## Begin
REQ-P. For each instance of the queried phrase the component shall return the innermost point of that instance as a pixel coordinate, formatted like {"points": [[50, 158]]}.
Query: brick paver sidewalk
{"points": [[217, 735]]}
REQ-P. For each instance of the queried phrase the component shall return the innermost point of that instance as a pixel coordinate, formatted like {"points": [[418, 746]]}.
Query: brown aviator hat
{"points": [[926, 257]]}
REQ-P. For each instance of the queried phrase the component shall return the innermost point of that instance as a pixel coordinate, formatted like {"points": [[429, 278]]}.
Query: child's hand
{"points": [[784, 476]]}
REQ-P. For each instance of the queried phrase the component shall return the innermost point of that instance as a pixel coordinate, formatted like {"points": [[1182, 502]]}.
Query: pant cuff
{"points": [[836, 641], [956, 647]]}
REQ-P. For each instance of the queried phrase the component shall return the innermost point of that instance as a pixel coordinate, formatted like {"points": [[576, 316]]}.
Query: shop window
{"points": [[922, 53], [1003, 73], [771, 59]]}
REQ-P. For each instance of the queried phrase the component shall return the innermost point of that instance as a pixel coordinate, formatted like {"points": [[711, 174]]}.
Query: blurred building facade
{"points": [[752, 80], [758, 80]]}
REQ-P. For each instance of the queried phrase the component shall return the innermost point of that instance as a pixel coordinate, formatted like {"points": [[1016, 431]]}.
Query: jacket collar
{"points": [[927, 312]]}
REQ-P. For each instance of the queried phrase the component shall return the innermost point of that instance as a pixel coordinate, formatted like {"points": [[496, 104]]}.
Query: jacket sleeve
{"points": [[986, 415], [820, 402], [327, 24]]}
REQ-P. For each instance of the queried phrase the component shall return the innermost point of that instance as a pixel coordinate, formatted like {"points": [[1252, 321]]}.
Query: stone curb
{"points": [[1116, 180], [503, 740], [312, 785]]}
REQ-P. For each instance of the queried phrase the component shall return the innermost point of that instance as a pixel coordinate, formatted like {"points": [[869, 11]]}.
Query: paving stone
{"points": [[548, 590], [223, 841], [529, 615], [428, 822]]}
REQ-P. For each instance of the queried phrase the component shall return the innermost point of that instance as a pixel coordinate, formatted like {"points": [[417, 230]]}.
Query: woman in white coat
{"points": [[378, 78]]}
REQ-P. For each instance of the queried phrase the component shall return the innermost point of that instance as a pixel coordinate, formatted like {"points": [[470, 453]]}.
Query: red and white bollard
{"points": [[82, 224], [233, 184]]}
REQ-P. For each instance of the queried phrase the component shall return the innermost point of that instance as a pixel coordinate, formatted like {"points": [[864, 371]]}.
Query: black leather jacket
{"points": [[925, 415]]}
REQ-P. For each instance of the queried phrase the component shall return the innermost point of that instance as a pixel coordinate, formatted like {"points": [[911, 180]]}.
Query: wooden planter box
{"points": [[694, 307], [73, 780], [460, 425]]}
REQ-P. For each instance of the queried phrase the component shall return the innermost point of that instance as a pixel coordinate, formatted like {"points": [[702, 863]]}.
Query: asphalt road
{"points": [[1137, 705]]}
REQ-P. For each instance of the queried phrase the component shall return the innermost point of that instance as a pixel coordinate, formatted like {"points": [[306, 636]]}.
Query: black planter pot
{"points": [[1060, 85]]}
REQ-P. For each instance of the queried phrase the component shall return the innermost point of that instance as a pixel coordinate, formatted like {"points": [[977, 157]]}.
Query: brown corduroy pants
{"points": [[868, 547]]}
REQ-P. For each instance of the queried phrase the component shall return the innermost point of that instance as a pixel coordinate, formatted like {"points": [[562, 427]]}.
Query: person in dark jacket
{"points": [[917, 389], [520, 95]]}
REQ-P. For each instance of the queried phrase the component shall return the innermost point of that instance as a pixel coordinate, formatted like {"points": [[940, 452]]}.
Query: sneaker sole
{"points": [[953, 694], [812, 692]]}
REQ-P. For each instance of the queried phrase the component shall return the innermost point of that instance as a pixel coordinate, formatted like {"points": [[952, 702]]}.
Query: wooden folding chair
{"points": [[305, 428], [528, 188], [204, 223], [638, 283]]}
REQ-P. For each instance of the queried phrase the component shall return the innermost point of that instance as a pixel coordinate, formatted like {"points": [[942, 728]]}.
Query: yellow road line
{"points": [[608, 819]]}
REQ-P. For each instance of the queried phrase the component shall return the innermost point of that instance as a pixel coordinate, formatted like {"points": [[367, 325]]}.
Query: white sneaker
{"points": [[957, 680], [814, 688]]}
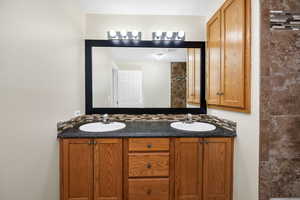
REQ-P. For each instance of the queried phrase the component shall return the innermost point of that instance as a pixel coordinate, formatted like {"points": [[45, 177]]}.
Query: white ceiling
## End
• Aim of the exercise
All preceding records should be duplicated verbatim, images excepted.

• Output of the task
REQ-P. For each instance of the queried phrase the component shall return the innermost point of that instance as a pixel coordinate, formatted like {"points": [[50, 158]]}.
Query: brick paver sidewalk
{"points": [[217, 735]]}
REQ-P. For each instance of the queried phrase the component shall return the innermost point of that instance as a pixel coordinate, formatted like {"points": [[418, 746]]}.
Query: brown aviator hat
{"points": [[926, 257]]}
REQ-P. For each instance of the queried phrase the component shall return the innermost point of that instance as a pixel coordinate, formatted like {"points": [[429, 278]]}.
Query: child's hand
{"points": [[784, 476]]}
REQ-P. For each instance of the queried phrase the component shall return the innermost point of that instance as a pixel coordinate, formatted like {"points": [[1182, 502]]}.
Query: pant cuff
{"points": [[836, 641], [956, 647]]}
REQ-P. For each instance of the queried phrase the component shall return the innermost point of that instance as a pixel coordinate, formatted like {"points": [[576, 316]]}.
Query: shop window
{"points": [[922, 53], [1003, 73], [771, 59]]}
REQ-P. For each instance of the queried phrase the component shall return the innermost point of that instance as a pixel coordinate, formatted like {"points": [[711, 174]]}.
Query: blurred building facade
{"points": [[752, 80], [758, 80]]}
REQ-P. For each instance of the queried phrase the component shall return the innermost point of that instance as a pixel coordinate, formatted like {"points": [[1016, 431]]}.
Query: jacket collar
{"points": [[927, 312]]}
REQ-P. For each instance of the queried phrase the component shall return the innermost point of that instance as a pixel coordinate, formatted like {"points": [[496, 104]]}.
Query: jacket sleeve
{"points": [[986, 415], [820, 402], [327, 24]]}
REQ-P. For each instance of the queried phrase the component shall return the innermost point of that instance as a pixel coordinate, formatted like {"points": [[1252, 321]]}.
Query: stone curb
{"points": [[1116, 180], [503, 740], [312, 785]]}
REQ-P. For each instance of the queried phrase the component shall return the innermost point of that instance as a pixel coordinate, formatted like {"points": [[869, 11]]}.
Query: paving stone
{"points": [[548, 590], [223, 841], [529, 615], [428, 822]]}
REQ-P. For each instance of the queried phrase the component shall return the innermost point of that instance as a pixel coordinate, formatted like {"points": [[417, 230]]}.
Query: woman in white coat
{"points": [[378, 78]]}
REQ-P. For each instance of the queried phrase the component shall return the innermost point of that instance as a pixel coordinate, formatted like {"points": [[470, 453]]}.
Query: red and white bollard
{"points": [[82, 224], [233, 184]]}
REQ-P. For each instance of the queried phrase the component shall return the innermost point of that instance as a pixel coordinate, formatted like {"points": [[864, 371]]}.
Query: black leather jacket
{"points": [[925, 415]]}
REQ-P. For each instance of the queried phrase the component shall return the innermost point of that instance as a pixel coordinate, formatted like {"points": [[911, 180]]}.
Query: wooden planter box
{"points": [[694, 307], [73, 780], [460, 425]]}
REQ-P. For each instance of the queried phrase the component shall return the innermost point of that instance as a pixel coordinate, formatted like {"points": [[702, 863]]}.
Query: asphalt road
{"points": [[1137, 705]]}
REQ-P. For each instance of the queried phrase the component shall return the innermost point of that instance as a pixel coordinate, formatted like {"points": [[306, 636]]}.
Query: black planter pot
{"points": [[1060, 85]]}
REQ-P. For each instance of the queried phrase the component shall return the innermost point of that instance as a pixel coordinate, formatted like {"points": [[977, 157]]}.
Query: brown corduroy pants
{"points": [[868, 547]]}
REQ-P. For each instance of the queried phrase the component shall return the innermost point of that instance as a pixel coordinate, formatted like {"points": [[562, 427]]}.
Query: person in dark jacket
{"points": [[917, 389], [520, 95]]}
REQ-P. For each instance of the queried phrase the component shall return the innermost point of that instance as a pixel coordinate, formatted like {"points": [[940, 452]]}.
Query: sneaker sole
{"points": [[953, 694], [812, 692]]}
REQ-P. For each instance of the queried phrase the component shall return the innermost point of that instance as a pixel coordinate, formatted like {"points": [[952, 702]]}.
Query: wooden folding chair
{"points": [[305, 428], [528, 188], [204, 223], [638, 283]]}
REQ-P. For each instance of the queried phrase the component shall return the innermost point of that instance as a pixel coordinate, formatted like {"points": [[942, 728]]}.
Query: yellow road line
{"points": [[608, 819]]}
REQ-P. For each instance of the queried phrase the component shall return the innermost point of that instance as a pixel coordinate, formatted like {"points": [[367, 325]]}.
Query: white sneaker
{"points": [[957, 680], [814, 688]]}
REQ-P. For each instance of the queried phrase the component shall return the innermost point of that instance as a pixel coordinate, formatted like {"points": [[45, 177]]}.
Query: white ceiling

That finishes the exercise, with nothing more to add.